● **Excerpted records**:
───

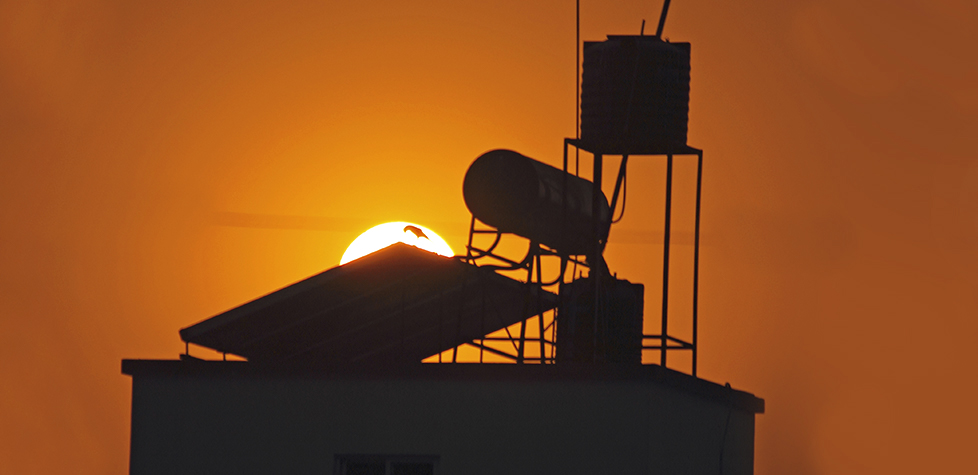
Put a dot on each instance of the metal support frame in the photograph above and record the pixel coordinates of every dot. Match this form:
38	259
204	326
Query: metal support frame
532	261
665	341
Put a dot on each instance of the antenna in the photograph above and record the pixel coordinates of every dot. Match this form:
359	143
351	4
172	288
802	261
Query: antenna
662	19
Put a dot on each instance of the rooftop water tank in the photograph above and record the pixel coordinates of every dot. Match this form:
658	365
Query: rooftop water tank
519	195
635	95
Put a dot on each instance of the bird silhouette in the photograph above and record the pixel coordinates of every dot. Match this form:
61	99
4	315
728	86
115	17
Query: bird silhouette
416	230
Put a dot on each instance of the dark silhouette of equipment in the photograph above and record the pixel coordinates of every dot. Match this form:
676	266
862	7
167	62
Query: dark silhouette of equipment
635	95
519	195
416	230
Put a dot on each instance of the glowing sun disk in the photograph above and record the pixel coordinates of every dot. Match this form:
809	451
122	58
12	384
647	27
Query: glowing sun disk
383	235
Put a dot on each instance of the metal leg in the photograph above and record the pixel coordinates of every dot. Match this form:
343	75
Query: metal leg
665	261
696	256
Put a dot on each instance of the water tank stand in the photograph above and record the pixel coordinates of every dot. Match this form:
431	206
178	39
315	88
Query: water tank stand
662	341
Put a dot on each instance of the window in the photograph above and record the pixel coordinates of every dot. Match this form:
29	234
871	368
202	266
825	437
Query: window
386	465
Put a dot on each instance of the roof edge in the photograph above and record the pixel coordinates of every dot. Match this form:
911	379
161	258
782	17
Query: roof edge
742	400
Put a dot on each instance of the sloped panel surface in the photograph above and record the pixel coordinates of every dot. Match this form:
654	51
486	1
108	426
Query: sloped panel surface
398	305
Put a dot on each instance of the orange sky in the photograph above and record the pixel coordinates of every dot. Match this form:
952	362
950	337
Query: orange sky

───

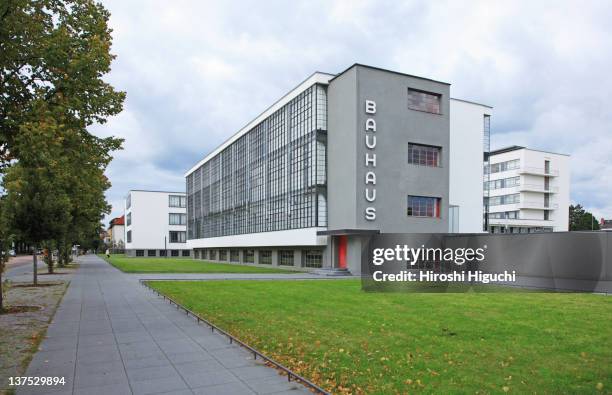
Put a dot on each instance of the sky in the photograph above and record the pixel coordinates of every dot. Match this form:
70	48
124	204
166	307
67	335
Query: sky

───

Find every line in the rows above that contains the word "panel" and copy each one in full.

Put a dot on each instance of the sloped panel surface in the photograph above and record the pixel coordinates of every dot. Match this form:
Query: sloped panel surface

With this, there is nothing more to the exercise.